[Point annotation records]
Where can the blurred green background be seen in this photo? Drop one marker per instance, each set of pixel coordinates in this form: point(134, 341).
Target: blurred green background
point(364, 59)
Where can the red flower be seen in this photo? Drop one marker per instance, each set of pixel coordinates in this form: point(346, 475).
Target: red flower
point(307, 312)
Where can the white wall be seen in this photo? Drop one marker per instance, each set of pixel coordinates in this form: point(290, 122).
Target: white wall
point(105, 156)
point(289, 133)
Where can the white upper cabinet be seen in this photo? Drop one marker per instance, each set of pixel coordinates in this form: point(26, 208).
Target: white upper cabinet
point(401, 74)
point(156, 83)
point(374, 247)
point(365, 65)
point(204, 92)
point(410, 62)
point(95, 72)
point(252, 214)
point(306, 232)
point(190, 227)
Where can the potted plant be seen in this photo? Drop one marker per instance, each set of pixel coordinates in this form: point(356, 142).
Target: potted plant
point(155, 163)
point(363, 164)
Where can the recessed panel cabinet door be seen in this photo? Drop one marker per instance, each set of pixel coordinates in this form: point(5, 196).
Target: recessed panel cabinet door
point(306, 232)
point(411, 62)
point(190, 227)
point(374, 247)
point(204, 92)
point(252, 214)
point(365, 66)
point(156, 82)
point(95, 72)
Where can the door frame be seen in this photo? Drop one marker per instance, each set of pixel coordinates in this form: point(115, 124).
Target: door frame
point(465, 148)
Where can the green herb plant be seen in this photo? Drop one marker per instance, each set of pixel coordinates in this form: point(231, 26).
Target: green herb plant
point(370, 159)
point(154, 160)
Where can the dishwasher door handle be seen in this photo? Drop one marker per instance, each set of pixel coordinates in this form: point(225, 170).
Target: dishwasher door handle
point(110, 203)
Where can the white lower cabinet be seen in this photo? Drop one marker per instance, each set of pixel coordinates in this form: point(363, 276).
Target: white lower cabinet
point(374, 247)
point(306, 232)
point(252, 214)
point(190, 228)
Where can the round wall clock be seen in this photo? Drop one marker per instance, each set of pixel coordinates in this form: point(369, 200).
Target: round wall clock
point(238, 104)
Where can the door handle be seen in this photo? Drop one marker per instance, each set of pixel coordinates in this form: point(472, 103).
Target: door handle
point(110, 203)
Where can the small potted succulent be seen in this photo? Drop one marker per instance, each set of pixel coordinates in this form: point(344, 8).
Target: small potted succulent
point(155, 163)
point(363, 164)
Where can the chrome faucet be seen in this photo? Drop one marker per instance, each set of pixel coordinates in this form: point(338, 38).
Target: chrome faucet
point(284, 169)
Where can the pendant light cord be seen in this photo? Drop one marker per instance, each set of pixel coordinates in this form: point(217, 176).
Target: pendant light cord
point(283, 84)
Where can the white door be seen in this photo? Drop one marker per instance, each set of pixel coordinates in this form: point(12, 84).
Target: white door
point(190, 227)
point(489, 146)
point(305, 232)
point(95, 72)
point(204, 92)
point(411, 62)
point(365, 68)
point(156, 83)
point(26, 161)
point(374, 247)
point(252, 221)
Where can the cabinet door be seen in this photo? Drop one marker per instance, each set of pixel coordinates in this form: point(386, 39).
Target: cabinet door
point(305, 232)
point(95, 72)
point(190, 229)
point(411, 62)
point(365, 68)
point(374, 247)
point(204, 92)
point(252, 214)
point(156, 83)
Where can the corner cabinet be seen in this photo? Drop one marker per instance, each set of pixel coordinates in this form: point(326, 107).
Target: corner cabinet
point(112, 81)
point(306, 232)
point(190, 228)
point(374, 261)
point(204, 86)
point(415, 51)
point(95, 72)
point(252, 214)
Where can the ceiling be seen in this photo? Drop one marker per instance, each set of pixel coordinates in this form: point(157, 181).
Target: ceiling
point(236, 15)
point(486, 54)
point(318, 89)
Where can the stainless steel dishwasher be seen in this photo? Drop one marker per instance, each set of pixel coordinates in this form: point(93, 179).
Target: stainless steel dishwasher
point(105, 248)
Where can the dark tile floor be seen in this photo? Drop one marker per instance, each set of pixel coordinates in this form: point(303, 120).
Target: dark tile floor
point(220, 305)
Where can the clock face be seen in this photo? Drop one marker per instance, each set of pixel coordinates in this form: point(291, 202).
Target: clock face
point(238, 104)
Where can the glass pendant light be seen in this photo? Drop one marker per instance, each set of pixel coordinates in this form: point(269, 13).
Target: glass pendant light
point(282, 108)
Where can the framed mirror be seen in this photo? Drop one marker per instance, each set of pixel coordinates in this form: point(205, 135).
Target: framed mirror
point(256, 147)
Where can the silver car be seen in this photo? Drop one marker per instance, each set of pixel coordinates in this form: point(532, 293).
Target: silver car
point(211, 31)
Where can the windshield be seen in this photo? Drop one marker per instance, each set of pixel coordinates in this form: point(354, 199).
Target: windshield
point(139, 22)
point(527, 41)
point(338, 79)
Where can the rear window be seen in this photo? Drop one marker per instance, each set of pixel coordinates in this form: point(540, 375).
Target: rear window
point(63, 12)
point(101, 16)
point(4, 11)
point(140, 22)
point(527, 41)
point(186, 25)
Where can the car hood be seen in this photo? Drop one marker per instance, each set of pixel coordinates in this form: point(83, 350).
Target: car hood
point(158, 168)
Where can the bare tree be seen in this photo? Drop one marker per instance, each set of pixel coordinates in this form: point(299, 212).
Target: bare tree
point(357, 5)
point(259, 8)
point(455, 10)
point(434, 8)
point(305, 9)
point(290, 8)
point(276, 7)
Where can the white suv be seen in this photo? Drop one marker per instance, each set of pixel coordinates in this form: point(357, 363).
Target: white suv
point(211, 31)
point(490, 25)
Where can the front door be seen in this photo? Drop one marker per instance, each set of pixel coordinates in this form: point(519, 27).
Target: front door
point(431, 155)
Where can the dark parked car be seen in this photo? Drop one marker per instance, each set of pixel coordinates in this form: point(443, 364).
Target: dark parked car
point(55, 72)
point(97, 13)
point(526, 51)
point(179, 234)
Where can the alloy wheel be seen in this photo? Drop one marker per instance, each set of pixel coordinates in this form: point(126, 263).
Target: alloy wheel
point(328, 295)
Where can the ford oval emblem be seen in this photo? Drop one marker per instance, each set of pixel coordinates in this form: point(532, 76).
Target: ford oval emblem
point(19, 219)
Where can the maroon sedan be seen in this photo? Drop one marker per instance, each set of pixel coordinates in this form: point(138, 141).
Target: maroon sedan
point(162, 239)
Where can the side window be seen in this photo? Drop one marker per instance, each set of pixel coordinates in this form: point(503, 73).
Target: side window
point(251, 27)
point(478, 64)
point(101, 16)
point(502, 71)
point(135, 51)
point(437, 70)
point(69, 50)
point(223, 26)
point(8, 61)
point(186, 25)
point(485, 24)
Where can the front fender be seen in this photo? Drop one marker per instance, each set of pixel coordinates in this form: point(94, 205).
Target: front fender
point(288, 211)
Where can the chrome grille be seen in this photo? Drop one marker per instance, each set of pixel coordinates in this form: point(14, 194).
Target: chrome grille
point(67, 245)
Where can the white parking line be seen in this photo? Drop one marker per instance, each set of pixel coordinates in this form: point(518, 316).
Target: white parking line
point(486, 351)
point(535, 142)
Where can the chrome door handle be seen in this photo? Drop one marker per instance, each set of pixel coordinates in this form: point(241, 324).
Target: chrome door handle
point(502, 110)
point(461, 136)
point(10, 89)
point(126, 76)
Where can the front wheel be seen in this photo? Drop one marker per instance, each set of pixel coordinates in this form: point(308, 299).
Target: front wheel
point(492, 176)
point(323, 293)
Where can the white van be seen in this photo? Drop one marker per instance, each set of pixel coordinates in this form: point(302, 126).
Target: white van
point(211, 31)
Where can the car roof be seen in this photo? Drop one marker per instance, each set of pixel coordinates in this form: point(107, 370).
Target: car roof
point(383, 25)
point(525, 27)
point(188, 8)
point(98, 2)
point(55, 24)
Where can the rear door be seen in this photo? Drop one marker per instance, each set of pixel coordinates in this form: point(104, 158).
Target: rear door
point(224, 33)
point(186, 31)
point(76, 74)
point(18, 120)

### To do
In the listing, from the line containing "Where can the white van" through the end of the listing, swap "white van" for "silver van" and give those lines back with nothing else changed.

### Reply to the task
Where can the silver van be seen in this photo? Drop one marker per instance, each set of pixel coordinates in this form: point(302, 126).
Target: silver van
point(211, 31)
Where can the car roof be seen in this photo? Drop one marker per instance, each set of pixel coordinates in this form: point(107, 370).
Target: car roof
point(383, 25)
point(525, 27)
point(188, 8)
point(98, 2)
point(55, 24)
Where can the rear door be seen in this photo? Drop one marker per instance, each set of pixel coordinates in this form: point(104, 158).
Target: rear door
point(224, 33)
point(186, 31)
point(76, 74)
point(18, 120)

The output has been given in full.